• [TASKS AND EXERCISES]:
**a)** Name each gemstone skill the writer of the jewelry excerpt went and learned.
**b)** Extract the passage of the jewelry excerpt from "My jewellery revolves" to "of the time.", copying it word for word.

I continued to play around with this as 2018 progressed and at the end of the year decided to invest in increasing my jewellery making skills through online and offline training opportunities and also went and learnt how to cabochon, cut and facet gemstone.  In August 2019 I declared my jewellery to the general public with a solo exhibition at the St Paul’s Gallery in Worthing.  In 2020 I decided to leave the college as its requirements were changing and I no longer felt that I was getting what I needed from it as a creative career, so I am back to working in my studio full time again.

My jewellery revolves around creating collections on a theme.  I love exploring different ideas and techniques and creating collections allows me to explore these ideas through to their natural conclusion.  The over arching aesthetic of my work is embedded in the mid-century modern through to brutalism and often the work of architects as much as jewellers of the time.

What’s the most challenging part of your work?
Increasing my skillset has been a slow process as I have only been able to get online tutelage which I rarely find to be effective as you just can’t ask questions in the moment.  The most challenging part of the business has been getting my work to market. I have spent a long time creating customer avatars based on the few customers I have had in 2020 and the friends who love my work.  Finding where these customers who look for work go on a regular basis during a pandemic has been a challenge, and one I do not feel that I have totally discovered.

“I often have a love hate relationship with my work.  I’ll love it at certain stages and then be disappointed with it at others.  I may really love the outcome or be disappointed, but that’s fine as it’s just a learning opportunity for me…”

• [EXTRACTED DATA]:
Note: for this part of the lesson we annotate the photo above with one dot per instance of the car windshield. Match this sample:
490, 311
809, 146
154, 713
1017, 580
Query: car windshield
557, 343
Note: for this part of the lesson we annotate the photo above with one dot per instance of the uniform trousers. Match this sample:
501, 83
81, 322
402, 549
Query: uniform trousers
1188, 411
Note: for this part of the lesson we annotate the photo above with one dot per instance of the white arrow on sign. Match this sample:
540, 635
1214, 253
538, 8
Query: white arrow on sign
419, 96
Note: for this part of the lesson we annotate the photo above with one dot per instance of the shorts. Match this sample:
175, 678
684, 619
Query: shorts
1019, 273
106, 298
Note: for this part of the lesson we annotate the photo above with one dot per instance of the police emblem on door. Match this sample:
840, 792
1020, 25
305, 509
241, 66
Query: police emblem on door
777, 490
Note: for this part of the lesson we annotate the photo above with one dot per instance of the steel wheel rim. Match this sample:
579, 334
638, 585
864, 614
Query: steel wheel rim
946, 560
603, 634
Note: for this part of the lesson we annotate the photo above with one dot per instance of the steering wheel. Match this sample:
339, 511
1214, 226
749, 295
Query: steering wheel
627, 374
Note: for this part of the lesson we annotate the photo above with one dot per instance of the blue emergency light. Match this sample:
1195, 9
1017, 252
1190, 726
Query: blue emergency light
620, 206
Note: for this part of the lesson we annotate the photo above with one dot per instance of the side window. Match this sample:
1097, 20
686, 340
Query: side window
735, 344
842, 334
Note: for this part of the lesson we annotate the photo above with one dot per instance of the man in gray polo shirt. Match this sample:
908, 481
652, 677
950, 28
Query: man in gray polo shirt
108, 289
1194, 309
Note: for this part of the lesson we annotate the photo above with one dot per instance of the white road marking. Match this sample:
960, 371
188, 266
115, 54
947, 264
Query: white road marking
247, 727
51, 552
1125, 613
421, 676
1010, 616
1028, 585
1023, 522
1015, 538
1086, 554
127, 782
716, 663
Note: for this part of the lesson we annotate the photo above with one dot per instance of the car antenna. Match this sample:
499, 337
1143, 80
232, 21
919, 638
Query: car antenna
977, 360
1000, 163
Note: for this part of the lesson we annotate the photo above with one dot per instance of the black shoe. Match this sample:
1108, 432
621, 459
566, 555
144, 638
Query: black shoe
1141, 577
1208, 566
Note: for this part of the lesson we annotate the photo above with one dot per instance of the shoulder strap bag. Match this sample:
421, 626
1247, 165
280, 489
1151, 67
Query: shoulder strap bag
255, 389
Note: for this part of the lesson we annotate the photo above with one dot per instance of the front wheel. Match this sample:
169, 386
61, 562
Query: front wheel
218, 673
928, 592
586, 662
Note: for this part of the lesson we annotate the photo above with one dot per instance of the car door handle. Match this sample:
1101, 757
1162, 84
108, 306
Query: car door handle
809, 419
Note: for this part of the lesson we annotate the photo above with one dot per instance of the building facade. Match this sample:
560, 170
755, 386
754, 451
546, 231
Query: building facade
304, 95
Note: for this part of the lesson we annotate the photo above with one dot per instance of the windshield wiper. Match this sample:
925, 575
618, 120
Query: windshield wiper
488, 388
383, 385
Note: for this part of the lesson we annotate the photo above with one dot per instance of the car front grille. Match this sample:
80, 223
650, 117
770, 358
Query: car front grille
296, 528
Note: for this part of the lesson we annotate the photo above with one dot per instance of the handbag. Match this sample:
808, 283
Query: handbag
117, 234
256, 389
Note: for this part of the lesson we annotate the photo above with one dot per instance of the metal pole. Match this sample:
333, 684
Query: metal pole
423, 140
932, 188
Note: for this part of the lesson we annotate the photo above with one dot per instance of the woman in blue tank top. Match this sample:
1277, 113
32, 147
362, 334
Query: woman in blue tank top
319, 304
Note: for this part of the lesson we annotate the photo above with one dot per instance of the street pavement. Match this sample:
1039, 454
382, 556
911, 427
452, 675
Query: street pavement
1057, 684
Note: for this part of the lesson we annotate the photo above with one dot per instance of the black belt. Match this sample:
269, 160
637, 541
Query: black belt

• [SOLUTIONS TO THE EXERCISE]:
**a)** cabochon, cut, facet

**b)**
My jewellery revolves around creating collections on a theme.  I love exploring different ideas and techniques and creating collections allows me to explore these ideas through to their natural conclusion.  The over arching aesthetic of my work is embedded in the mid-century modern through to brutalism and often the work of architects as much as jewellers of the time.